[Excerpts from a dataset on pointing at objects]
----

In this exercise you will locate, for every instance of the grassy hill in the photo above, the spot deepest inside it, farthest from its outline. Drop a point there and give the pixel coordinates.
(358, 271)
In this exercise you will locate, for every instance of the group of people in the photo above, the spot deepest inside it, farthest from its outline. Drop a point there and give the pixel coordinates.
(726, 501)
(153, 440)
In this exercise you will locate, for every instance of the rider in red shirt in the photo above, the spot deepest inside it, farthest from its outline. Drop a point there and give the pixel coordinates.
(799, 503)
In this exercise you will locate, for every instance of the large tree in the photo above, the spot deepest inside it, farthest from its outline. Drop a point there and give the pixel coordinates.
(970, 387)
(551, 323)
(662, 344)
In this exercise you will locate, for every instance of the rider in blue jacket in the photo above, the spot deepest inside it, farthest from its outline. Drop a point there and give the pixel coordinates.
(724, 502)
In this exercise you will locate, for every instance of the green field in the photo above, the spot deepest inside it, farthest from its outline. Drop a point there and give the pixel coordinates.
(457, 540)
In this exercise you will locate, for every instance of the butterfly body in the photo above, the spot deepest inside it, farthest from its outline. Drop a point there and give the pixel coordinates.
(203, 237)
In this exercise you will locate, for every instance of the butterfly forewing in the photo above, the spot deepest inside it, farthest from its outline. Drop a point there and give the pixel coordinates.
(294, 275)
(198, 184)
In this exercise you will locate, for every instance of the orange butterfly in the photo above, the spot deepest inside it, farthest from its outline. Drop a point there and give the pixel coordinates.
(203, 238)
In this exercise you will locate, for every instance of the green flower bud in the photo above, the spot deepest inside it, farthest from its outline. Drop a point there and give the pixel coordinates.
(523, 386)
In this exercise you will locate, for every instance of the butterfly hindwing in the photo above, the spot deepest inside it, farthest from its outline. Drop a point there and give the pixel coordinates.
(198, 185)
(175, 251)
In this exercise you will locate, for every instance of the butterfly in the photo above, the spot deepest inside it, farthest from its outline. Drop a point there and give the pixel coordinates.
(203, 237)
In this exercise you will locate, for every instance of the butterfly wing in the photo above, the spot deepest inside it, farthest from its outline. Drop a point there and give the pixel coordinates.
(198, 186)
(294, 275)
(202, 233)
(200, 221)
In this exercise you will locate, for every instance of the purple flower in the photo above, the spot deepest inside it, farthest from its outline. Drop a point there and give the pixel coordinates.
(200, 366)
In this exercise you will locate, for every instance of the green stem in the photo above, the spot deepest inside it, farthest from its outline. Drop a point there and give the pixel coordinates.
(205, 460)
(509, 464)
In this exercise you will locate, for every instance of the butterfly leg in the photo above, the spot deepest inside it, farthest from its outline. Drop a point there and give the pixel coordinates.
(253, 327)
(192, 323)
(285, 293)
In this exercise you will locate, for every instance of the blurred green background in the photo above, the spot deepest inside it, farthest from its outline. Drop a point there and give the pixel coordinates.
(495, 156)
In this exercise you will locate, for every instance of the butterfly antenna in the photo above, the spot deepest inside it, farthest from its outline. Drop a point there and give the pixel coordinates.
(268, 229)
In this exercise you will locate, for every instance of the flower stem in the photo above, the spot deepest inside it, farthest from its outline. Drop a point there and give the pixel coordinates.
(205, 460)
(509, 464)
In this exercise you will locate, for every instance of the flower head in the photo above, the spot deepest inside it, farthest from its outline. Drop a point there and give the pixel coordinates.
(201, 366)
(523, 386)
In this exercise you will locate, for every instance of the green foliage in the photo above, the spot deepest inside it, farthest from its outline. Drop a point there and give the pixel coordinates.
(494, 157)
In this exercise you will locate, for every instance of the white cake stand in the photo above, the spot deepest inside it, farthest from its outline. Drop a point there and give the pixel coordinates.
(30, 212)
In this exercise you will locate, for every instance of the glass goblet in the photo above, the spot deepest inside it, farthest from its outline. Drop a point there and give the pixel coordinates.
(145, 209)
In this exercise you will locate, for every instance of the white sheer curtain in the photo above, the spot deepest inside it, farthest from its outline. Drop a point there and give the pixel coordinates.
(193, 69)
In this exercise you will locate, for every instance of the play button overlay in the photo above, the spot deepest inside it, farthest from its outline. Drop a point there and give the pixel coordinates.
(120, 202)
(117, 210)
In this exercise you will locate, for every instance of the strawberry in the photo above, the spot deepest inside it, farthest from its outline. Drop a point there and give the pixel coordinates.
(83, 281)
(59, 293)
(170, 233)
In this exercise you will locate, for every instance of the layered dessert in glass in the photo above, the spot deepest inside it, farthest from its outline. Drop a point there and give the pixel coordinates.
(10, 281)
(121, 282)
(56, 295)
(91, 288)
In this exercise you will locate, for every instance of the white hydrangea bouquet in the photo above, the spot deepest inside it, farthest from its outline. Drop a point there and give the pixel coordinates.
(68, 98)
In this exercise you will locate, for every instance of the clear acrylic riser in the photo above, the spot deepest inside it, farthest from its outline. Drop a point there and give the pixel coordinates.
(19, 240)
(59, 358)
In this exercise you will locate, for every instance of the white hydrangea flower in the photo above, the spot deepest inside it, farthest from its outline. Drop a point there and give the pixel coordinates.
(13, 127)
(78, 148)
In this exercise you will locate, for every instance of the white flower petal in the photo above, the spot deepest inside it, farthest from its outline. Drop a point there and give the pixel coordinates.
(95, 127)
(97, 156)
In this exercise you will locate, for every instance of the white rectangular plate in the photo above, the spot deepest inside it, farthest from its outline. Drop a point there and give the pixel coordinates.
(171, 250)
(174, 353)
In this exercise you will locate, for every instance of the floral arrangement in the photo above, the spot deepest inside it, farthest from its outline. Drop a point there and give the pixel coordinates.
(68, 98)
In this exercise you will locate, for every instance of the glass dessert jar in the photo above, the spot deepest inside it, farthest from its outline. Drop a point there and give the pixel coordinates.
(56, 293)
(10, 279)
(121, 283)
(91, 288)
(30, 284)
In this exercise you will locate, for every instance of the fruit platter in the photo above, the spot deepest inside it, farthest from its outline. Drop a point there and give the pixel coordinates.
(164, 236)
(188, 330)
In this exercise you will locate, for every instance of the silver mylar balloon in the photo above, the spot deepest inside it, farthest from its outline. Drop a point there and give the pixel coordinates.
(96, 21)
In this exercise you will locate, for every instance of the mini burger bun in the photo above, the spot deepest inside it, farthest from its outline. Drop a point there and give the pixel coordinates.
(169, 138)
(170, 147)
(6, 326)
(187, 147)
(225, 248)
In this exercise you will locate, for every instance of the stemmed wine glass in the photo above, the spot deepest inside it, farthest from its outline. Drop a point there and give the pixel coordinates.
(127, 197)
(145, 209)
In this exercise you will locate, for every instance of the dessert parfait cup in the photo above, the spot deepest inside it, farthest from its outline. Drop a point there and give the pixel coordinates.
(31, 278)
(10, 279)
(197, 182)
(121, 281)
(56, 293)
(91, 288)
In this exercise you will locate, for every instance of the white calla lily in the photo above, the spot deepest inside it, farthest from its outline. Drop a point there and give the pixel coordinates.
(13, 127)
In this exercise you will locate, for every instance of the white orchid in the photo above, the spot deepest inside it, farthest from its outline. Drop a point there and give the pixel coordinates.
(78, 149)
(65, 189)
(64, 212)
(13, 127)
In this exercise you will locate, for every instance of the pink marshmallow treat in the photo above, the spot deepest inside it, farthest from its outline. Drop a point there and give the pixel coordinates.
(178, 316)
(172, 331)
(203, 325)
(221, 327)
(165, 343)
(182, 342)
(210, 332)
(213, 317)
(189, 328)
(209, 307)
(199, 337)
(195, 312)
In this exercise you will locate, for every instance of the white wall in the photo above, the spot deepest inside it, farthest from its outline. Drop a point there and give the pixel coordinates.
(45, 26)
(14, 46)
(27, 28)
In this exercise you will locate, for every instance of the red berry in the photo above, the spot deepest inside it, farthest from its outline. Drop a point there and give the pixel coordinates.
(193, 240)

----

YOUR INSTRUCTIONS: Format every line of the records above as a numbered list, leaving out any blank lines.

RESPONSE:
1. In this exercise you will locate, for every instance of the grassy hill in the photo above, the spot deepest inside it, farthest from its outline. Drop a point there and give the pixel coordinates.
2. (358, 271)
3. In this exercise you will locate, for every instance of the group of people in the photo above, the spot deepest inside it, farthest from its outline. Drop a point there and give the pixel coordinates.
4. (726, 501)
5. (153, 440)
6. In this exercise you will locate, for every instance of the rider in red shirt in the photo above, the spot deepest inside it, farthest from its outline. Drop a point there and give the pixel coordinates.
7. (799, 503)
8. In this exercise you will locate, for every instance of the large tree in the photo above, the spot deepest inside it, farthest from its outline. Drop a point there and give the pixel coordinates.
9. (970, 387)
10. (551, 323)
11. (662, 344)
12. In this exercise you will locate, for every instance of the rider in blue jacket in the photo above, the spot deepest inside it, farthest from its outline. Drop a point there and give the pixel coordinates.
13. (724, 502)
14. In this exercise you will locate, for every instance of the green field in the photo above, the spot deepest inside it, farthest from its outline. Drop a point there and give the pixel coordinates.
15. (457, 540)
16. In this exercise you will locate, for every instance of the butterfly body in the photo above, the spot deepest inside it, farthest from its outline. Drop a point there and give the pixel coordinates.
17. (203, 237)
18. In this exercise you will locate, for every instance of the butterfly forewing in the photo above, the spot deepest inside it, farthest from its outline. Drop a point there and give the pixel coordinates.
19. (294, 275)
20. (198, 184)
21. In this exercise you will locate, for every instance of the orange butterfly in the photo above, the spot deepest inside it, farthest from its outline. Drop a point there and give the pixel coordinates.
22. (203, 238)
23. In this exercise you will locate, for every instance of the green flower bud in the photo above, the spot deepest inside it, farthest from its outline. Drop a point there and give the pixel coordinates.
24. (523, 386)
25. In this exercise you will locate, for every instance of the butterfly hindwing in the photo above, the spot deepest inside it, farthest from its outline. Drop a point there and give the pixel coordinates.
26. (198, 185)
27. (175, 251)
28. In this exercise you will locate, for every instance of the butterfly in the photo above, the spot deepest inside it, farthest from its outline. Drop a point there and give the pixel coordinates.
29. (203, 237)
30. In this exercise you will locate, for every instance of the butterfly wing in the photo above, the spot deepest inside it, farthest from its outline. Drop a point there and give the pixel coordinates.
31. (198, 186)
32. (294, 275)
33. (202, 233)
34. (200, 221)
35. In this exercise you will locate, for every instance of the purple flower in the photo above, the spot deepest inside it, farthest from its outline. Drop a point there and give the pixel coordinates.
36. (200, 366)
37. In this exercise you will locate, for every instance of the green stem in the photo above, the spot deepest inside it, farthest from its outline. Drop a point there and give the pixel coordinates.
38. (205, 460)
39. (509, 464)
40. In this exercise you will locate, for every instance of the butterfly leg in the photo above, the spot deepest inside it, farthest from its outline. Drop a point there and give the pixel coordinates.
41. (253, 327)
42. (192, 323)
43. (285, 293)
44. In this exercise you will locate, for every instance of the blurred green background in the photo above, the spot deepest inside it, farthest from its outline. Drop a point there and give the pixel coordinates.
45. (495, 156)
46. In this exercise you will locate, for every instance of the butterfly antenna in the photo above, the spot deepest inside it, farthest from its outline. Drop a point there and give the pixel coordinates.
47. (268, 229)
48. In this exercise you will locate, for every instance of the flower stem in the photo above, the spot deepest inside it, farthest from its outline. Drop a point there and give the pixel coordinates.
49. (205, 460)
50. (509, 464)
51. In this exercise you will locate, for every instance of the flower head in the photo above, the spot deepest inside it, farthest from its outline. Drop a point there and give the pixel coordinates.
52. (201, 366)
53. (523, 386)
54. In this exercise you will locate, for every instance of the green foliage in the photo above, the spot deepest inside it, farthest from its outline. Drop a point there and give the pixel coordinates.
55. (494, 157)
56. In this exercise you will locate, for every instance of the white cake stand in the photo above, the spot deepest inside it, farthest from its outline. Drop a point there and give the pixel coordinates.
57. (30, 212)
58. In this exercise you will locate, for every instance of the glass goblet in the photo above, the spot deepest inside it, farthest from its outline. Drop a point there and give the pixel coordinates.
59. (145, 209)
60. In this exercise you will locate, for every instance of the white sheer curtain in the photo above, the spot deepest inside it, farthest from its outline. Drop a point there and give the pixel coordinates.
61. (193, 69)
62. In this exercise you will locate, for every instance of the play button overlay in the photo above, the spot deepest inside it, farthest from its outline. Drop a point there and give the pixel coordinates.
63. (120, 202)
64. (117, 210)
65. In this exercise you will locate, for every instance of the strawberry in the photo above, the spot deepest inside it, farthest from its outline. Drop a point there and give the pixel coordinates.
66. (83, 281)
67. (59, 293)
68. (170, 233)
69. In this exercise you will locate, for every instance of the layered dessert in glass in the photo above, the spot deepest inside it, farthest from its outline. Drop a point there and give the pixel coordinates.
70. (10, 281)
71. (121, 282)
72. (56, 295)
73. (91, 288)
74. In this exercise you will locate, for every instance of the white hydrangea bouquet in the photo above, the spot deepest inside it, farthest from its outline. Drop a point there and give the pixel coordinates.
75. (68, 98)
76. In this exercise you will locate, for every instance of the clear acrylic riser in the photo above, the spot deepest inside it, farthest from its outline. Drop a point there and give the pixel coordinates.
77. (19, 240)
78. (59, 358)
79. In this exercise you will locate, for every instance of the white hydrangea flower in the photo above, the spot deepest inside it, farthest from its outline. Drop a point there and give the pixel coordinates.
80. (13, 127)
81. (78, 148)
82. In this exercise you will locate, for every instance of the white flower petal in the photo above, the spot deepest inside it, farthest from its outline. Drop a point there and give the pixel coordinates.
83. (95, 127)
84. (97, 156)
85. In this exercise you will locate, for every instance of the white rectangular plate in the photo above, the spot deepest inside it, farthest from its outline. Drop a point there and give the pixel coordinates.
86. (171, 250)
87. (174, 353)
88. In this exercise you will locate, for every instance of the floral arrangement in the photo above, the spot deepest inside it, farthest from its outline. Drop a point there and give the pixel coordinates.
89. (68, 98)
90. In this exercise you will locate, for every instance of the glass dessert jar in the photo above, the spot deepest inside it, farthest from its outline. Drop a point there and give the pixel coordinates.
91. (56, 293)
92. (10, 279)
93. (121, 283)
94. (91, 288)
95. (30, 284)
96. In this exercise you will locate, for every instance of the fruit platter in the photo above, the spot deepest inside it, farthest from its outline. Drop a point there and give the pixel coordinates.
97. (164, 236)
98. (188, 330)
99. In this exercise you will locate, for every instance of the silver mylar balloon in the photo above, the spot deepest inside it, farthest from its outline. Drop a point there and give the pixel coordinates.
100. (96, 21)
101. In this exercise you will locate, for every instance of the mini burger bun in the photo above, the spot deepest inside it, farthest from its outline. Drop a point there and give the pixel coordinates.
102. (169, 138)
103. (170, 147)
104. (6, 326)
105. (187, 147)
106. (225, 248)
107. In this exercise you will locate, for every instance of the stemmed wine glass in the photo above, the spot deepest inside it, farthest from its outline. Drop a point there and give the pixel coordinates.
108. (127, 197)
109. (145, 209)
110. In this exercise you will locate, for every instance of the dessert parfait cup in the photo above, the spot deepest inside it, farthest from its outline. Drop a point there and give the pixel coordinates.
111. (31, 278)
112. (10, 279)
113. (197, 182)
114. (121, 281)
115. (56, 293)
116. (91, 288)
117. In this exercise you will locate, for every instance of the white calla lily in the photo above, the spot deepest inside it, farthest from its outline. Drop a point there and give the pixel coordinates.
118. (13, 127)
119. In this exercise you will locate, for every instance of the white orchid in the photo above, the spot deepest inside it, farthest from its outline. Drop a point there and give the pixel coordinates.
120. (78, 149)
121. (65, 189)
122. (64, 212)
123. (13, 127)
124. In this exercise you will locate, for every instance of the pink marshmallow treat in the photo above, the spot deepest inside it, farthest from its outline. Drop a point there and give the pixel coordinates.
125. (178, 316)
126. (172, 331)
127. (203, 325)
128. (221, 327)
129. (165, 343)
130. (182, 342)
131. (210, 332)
132. (213, 317)
133. (189, 328)
134. (209, 307)
135. (199, 337)
136. (195, 312)
137. In this exercise you will locate, for every instance of the white wall in the photo above, the spot deepest inside it, farthest from its outline. Drop a point there and give the pixel coordinates.
138. (45, 26)
139. (14, 46)
140. (27, 28)
141. In this exercise you will locate, for every instance of the red berry in the photo above, the spot deepest inside it, farthest from its outline. Drop a point there and give the pixel coordinates.
142. (193, 240)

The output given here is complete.